● Challenge
Rewrite the material with "inner ring" changed to "enclosed ring" and nothing else altered, leaving out the pictures.

● Records provided
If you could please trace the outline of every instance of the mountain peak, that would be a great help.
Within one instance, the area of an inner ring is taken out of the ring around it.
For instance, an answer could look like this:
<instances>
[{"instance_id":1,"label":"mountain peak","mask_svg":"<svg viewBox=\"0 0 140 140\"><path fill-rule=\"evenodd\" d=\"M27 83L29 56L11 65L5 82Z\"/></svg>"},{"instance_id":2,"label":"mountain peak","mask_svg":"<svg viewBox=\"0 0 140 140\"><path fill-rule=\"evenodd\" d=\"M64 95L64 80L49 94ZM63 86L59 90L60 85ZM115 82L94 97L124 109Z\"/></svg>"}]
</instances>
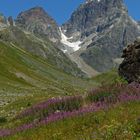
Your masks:
<instances>
[{"instance_id":1,"label":"mountain peak","mask_svg":"<svg viewBox=\"0 0 140 140\"><path fill-rule=\"evenodd\" d=\"M16 25L38 37L49 38L53 42L60 40L57 23L42 7L36 6L21 12L16 19Z\"/></svg>"}]
</instances>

● Solution for this task
If you could please trace the outline of every instance of the mountain peak, that would be a great help.
Within one instance, the area of an enclosed ring is taken out of the ring around it.
For instance, an answer could look like this:
<instances>
[{"instance_id":1,"label":"mountain peak","mask_svg":"<svg viewBox=\"0 0 140 140\"><path fill-rule=\"evenodd\" d=\"M27 83L29 56L11 65L5 82Z\"/></svg>"},{"instance_id":2,"label":"mountain peak","mask_svg":"<svg viewBox=\"0 0 140 140\"><path fill-rule=\"evenodd\" d=\"M64 95L64 80L49 94ZM63 86L59 90L60 85ZM115 82L94 97L124 109Z\"/></svg>"}]
</instances>
Your masks:
<instances>
[{"instance_id":1,"label":"mountain peak","mask_svg":"<svg viewBox=\"0 0 140 140\"><path fill-rule=\"evenodd\" d=\"M16 25L38 37L49 38L53 42L60 40L57 23L42 7L36 6L21 12L16 19Z\"/></svg>"}]
</instances>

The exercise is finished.